• [Fragmento citado]
La tecnología no es homogénea. Los adolescentes tampoco.
El riesgo de “soluciones totales” a problemas complejos
La ley australiana responde al deseo comprensible de frenar un daño que ya es visible. Pero también abre interrogantes: ¿funciona realmente una prohibición?
¿O desplaza el problema a plataformas menos reguladas, menos visibles y más peligrosas? ¿Puede reforzar la brecha social entre quienes tienen acompañamiento digital en casa y quienes no? ¿Puede empujar a los jóvenes a gestionar solos un espacio digital clandestino y sin supervisión adulta?
No tengo la respuesta definitiva. Y sospecho que nadie la tiene aún. Pero sí sé esto: cada vez que se plantea una restricción total, aparece también la necesidad de un acompañamiento mucho más robusto. La prohibición no sustituye a la educación. Y la educación no sirve sin estructuras que protejan.
Europa tendrá que decidir pronto
Lo que está ocurriendo en Australia funcionará como referencia, para bien o para mal, en los próximos meses. Si la prohibición demuestra ser eficaz, veremos movimientos similares en otros países. Si genera más problemas de los que resuelve, Europa podrá aprender sin tener que vivir el impacto directamente.
Pero lo que Europa no podrá hacer es ignorar el debate. Porque el DSA, la Ley Europea de IA y la reciente resolución sobre edad mínima señalan la misma dirección: la infancia no puede seguir siendo un territorio desprotegido en un ecosistema digital diseñado para la maximización del tiempo de atención.
La pregunta, ahora, es cómo queremos proteger. Y qué modelo de infancia digital queremos reconocer como sociedad.

(Registros de anotación por coordenadas)
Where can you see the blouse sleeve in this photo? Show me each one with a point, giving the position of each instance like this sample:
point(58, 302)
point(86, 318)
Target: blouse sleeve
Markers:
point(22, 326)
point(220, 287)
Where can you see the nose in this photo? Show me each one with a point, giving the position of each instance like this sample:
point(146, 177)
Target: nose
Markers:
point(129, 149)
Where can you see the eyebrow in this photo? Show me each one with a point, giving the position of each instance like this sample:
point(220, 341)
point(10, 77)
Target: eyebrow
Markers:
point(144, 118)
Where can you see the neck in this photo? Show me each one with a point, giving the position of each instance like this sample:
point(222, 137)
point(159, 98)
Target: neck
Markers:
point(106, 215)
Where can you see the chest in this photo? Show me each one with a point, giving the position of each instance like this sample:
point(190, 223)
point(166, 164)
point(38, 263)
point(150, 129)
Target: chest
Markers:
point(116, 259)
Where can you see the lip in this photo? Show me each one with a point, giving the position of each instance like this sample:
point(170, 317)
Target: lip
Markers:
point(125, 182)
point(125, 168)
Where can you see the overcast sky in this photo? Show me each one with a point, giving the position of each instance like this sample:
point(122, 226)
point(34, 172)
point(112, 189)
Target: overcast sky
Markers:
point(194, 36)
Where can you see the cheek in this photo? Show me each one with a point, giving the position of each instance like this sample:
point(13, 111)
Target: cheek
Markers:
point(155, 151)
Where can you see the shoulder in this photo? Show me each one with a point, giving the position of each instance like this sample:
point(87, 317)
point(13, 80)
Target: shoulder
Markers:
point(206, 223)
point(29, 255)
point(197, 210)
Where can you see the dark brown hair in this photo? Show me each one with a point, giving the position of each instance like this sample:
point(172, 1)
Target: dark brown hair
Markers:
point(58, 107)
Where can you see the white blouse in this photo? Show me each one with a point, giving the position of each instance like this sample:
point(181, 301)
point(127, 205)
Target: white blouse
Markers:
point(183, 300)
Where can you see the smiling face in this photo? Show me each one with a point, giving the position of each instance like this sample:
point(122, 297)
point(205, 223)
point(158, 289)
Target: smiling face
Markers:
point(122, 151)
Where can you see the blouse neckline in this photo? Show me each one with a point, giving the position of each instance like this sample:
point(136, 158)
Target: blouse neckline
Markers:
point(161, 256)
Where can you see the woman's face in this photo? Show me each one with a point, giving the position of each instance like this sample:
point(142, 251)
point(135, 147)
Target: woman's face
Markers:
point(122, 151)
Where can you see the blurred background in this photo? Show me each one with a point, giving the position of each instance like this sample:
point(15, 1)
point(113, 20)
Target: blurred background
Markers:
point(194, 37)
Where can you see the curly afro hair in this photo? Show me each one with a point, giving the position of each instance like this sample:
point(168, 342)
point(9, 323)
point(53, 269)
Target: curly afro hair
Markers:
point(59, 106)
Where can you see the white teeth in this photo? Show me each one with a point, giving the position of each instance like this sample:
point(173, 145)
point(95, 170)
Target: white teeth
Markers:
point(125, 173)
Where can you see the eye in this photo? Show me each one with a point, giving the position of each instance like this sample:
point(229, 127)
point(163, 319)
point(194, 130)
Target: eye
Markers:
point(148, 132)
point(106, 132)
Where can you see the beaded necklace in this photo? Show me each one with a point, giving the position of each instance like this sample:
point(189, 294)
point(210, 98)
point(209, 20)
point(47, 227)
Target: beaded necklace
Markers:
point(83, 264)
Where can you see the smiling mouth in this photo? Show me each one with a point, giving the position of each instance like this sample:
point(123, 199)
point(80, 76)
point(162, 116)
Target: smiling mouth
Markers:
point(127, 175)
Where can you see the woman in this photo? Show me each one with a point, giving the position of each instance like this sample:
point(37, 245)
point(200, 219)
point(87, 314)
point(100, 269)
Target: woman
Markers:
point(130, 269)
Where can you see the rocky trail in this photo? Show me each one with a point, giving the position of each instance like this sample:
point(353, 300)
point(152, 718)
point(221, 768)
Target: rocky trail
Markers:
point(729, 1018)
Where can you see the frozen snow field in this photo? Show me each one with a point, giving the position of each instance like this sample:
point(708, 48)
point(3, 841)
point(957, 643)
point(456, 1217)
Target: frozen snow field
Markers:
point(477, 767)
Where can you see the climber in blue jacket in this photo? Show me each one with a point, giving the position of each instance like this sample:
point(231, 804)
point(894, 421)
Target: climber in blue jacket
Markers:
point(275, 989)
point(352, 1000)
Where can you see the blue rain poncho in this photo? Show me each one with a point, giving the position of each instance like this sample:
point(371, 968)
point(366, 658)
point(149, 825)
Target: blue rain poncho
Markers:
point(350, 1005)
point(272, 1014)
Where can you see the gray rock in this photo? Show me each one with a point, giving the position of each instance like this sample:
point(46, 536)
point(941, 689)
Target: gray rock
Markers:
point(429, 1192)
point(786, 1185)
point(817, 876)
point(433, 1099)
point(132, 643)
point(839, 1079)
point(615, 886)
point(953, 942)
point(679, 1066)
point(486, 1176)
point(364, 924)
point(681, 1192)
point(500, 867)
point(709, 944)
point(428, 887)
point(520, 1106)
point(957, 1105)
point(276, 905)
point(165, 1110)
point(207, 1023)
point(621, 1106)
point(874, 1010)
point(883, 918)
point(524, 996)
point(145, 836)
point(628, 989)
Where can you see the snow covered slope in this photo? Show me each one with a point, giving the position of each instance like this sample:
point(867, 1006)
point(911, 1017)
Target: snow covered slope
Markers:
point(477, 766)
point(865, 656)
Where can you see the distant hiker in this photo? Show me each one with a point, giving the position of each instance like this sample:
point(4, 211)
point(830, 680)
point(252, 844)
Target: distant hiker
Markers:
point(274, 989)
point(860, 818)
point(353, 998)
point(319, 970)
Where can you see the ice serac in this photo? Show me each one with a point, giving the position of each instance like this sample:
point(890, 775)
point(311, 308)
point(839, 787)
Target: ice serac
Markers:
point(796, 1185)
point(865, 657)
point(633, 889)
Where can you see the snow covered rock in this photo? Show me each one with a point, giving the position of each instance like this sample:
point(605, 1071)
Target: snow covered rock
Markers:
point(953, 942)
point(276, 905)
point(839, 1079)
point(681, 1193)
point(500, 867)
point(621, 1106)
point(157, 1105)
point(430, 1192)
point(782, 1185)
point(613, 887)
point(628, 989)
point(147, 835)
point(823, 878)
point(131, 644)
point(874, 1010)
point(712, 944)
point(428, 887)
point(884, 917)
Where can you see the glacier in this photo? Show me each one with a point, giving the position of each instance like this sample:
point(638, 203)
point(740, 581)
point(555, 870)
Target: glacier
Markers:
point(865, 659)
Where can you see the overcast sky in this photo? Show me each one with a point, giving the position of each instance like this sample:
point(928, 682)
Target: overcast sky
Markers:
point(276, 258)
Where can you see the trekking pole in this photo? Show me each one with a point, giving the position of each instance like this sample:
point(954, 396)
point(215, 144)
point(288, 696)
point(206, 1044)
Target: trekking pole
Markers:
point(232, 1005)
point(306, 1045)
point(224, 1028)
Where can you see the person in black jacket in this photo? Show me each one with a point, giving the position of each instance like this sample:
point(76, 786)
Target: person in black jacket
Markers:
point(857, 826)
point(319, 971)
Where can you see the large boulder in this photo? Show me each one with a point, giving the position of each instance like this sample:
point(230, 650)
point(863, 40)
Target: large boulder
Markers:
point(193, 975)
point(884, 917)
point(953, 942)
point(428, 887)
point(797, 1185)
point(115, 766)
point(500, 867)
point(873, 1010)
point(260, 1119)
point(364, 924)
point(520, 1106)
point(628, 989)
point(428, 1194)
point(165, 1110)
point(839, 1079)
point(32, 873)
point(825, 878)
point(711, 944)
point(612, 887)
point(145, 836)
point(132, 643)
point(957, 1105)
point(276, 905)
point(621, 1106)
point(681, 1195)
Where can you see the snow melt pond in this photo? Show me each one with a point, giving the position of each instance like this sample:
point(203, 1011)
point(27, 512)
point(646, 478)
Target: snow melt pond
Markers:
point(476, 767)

• [Objetivo del ejercicio] Según el fragmento citado, ¿qué tres normas o resoluciones europeas señalan la misma dirección respecto a la infancia? Responde basándote únicamente en el fragmento citado.

• [Respuesta] El DSA, la Ley Europea de IA y la reciente resolución sobre edad mínima.